Items from a data collection
::::::::::

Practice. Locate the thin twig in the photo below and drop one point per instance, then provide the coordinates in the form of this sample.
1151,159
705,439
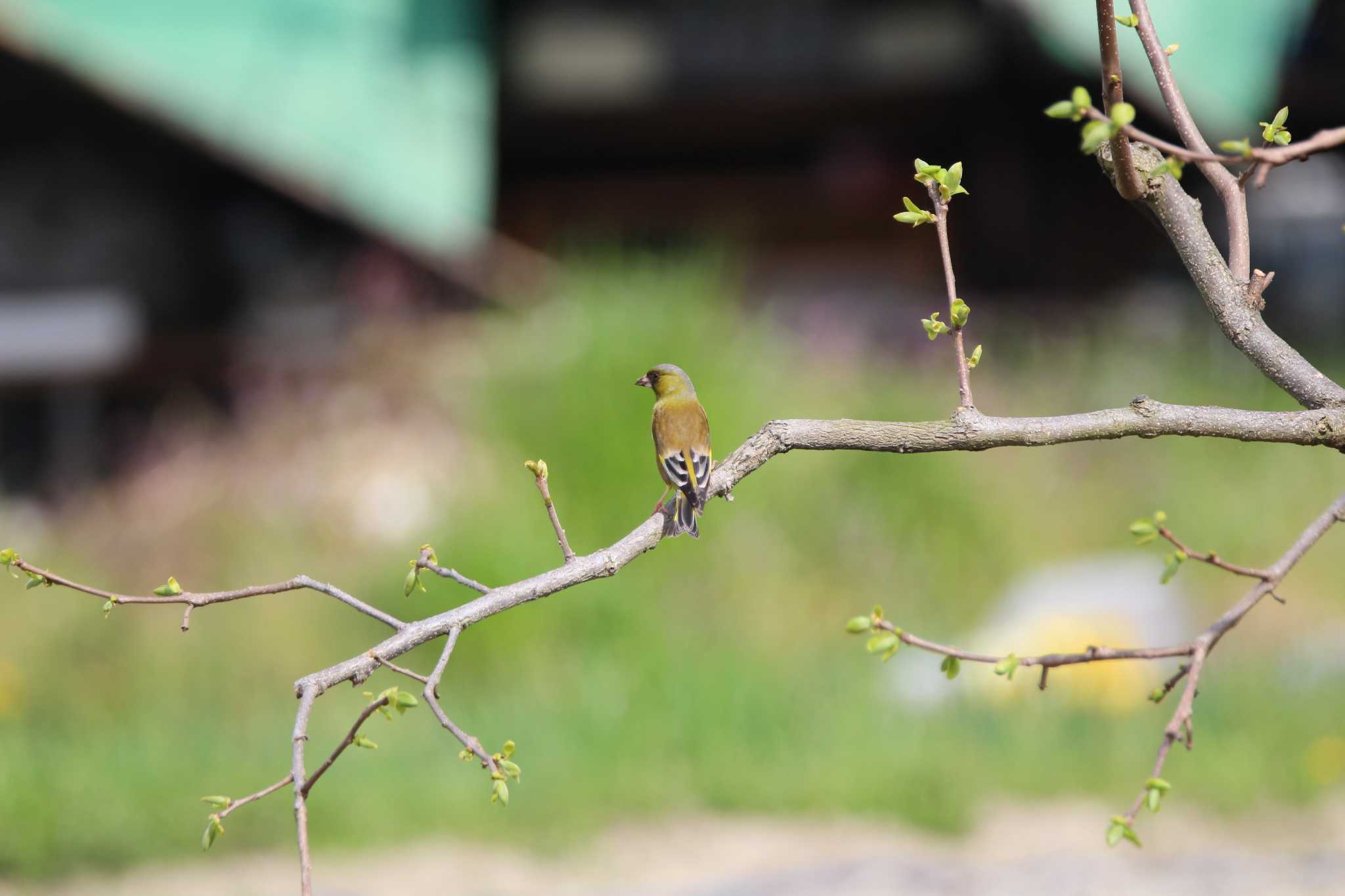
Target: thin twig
540,476
1214,559
950,281
1129,183
244,801
1206,641
1224,183
298,777
347,740
455,575
432,699
1047,660
400,670
201,599
1172,683
1266,156
424,562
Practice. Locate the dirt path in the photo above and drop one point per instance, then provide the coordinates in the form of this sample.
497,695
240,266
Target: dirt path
1052,849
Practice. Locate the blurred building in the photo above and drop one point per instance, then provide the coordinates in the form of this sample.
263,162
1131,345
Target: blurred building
197,192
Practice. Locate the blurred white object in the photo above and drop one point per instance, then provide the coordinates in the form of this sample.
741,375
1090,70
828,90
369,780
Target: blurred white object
1111,599
69,335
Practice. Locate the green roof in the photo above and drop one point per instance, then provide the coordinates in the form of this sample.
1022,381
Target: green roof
380,110
1227,66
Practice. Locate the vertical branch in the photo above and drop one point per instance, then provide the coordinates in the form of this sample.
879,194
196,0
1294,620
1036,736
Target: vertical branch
298,775
1128,179
432,699
540,473
1224,183
950,281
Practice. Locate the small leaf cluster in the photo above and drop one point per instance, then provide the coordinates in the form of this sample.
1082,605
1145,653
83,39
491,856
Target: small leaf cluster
170,589
399,700
1274,132
213,825
948,179
1155,792
1121,829
412,581
1146,530
1007,667
914,215
9,558
1094,133
885,640
1170,165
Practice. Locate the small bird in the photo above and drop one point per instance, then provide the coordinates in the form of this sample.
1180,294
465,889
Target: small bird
681,444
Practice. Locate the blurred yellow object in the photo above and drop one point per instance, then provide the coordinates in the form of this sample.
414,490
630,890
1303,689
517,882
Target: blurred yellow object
1110,687
1324,759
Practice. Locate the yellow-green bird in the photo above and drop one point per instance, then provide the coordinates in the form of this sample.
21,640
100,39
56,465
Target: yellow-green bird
681,444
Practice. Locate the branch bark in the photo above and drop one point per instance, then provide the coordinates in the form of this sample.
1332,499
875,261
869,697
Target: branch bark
1227,299
1224,183
967,431
1129,183
951,284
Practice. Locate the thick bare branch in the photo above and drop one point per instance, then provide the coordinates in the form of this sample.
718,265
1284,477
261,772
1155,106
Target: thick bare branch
1225,184
966,431
1238,316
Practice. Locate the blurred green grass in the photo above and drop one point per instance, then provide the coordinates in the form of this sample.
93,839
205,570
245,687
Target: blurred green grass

::::::::::

[AIM OF THE EXERCISE]
Update all of the items above by replacing every "Practice" with "Exercise" and leaving everything else unchanged. Omit the pictures from your answer.

[RESPONSE]
Exercise. Locate the thin twig in the photo below and drop one point per instance, then provide the coordinates in the form of this sample.
1151,159
705,439
Target: thin twig
540,476
1214,559
950,281
1129,183
244,801
1206,641
1224,183
298,777
347,740
455,575
432,699
1047,660
400,670
201,599
1172,683
1266,156
424,562
Exercise. Locate the dirt path in the photo above and drop one point per instance, then provide the coordinates in the form of this sample.
497,695
240,266
Target: dirt path
1052,849
Exercise. Locate the blurred building in the photo above and drop one point per instance, then provide the coordinates in the form of this sample.
263,162
1131,345
Target: blurred building
197,192
Exercise. Locate the blurred white object in the photo above and drop one point per instance, then provide the coordinates in the form of this sample.
741,375
1090,70
828,90
369,780
Target: blurred white object
1111,599
69,335
Exercise. Locate the green roof in the photo above and drop one point per instance, then provide the coordinates in the form of this sample.
1022,381
Target: green roof
380,110
1227,66
Exercise. Locate the vertical branch in the photo above and drop one point per instance, then provide the coordinates in the form of this sample.
879,194
196,0
1294,620
1036,736
Target: vertical branch
298,775
1128,179
432,699
540,473
1224,183
950,281
Exercise. Locate the small leaf cluster in the photo above and drop one point per instance, then provide the coordinates in the form of this sample.
1082,605
1145,653
83,39
491,856
Target: small leaf cluster
170,589
399,700
1274,132
213,825
948,179
1155,792
1121,829
412,581
1146,530
1007,667
914,215
9,558
1094,133
885,640
1170,165
Exercise. Locate the small bird in the photo above and drop one point per instance, then provide the coordinates in the form of this sample.
1180,294
465,889
Target: small bird
681,444
Exercise. Locate the blurred yellow object in the photo above and drop one point per instance, then provide the coordinates in the form of this sample.
414,490
630,890
1303,689
517,882
Target: blurred yellow object
1110,687
1324,759
Exercise. Locate the yellow-green bird in the photo above and drop one point per instance, then provide the coordinates in the form of this sample.
21,640
100,39
56,465
Target: yellow-green bird
681,444
Exercise. Locate the branch bark in the photo above and drop one point per instance, then provide the coordinates in the form of this sample.
1332,499
875,261
869,697
Target: branch bark
1227,299
1224,183
967,431
1129,183
951,284
Exercise. Locate the thick bare branch in the photo above and drop one point per instance, then provide the coordinates in the form of this sample.
718,265
1284,477
261,772
1155,106
Target: thick bare branch
1225,184
966,431
1238,316
Exercise. Locate the blurred green grass in the photo above and drop one point per instance, then provide the coordinates in the form of this sample.
93,839
205,570
245,687
Target: blurred green grass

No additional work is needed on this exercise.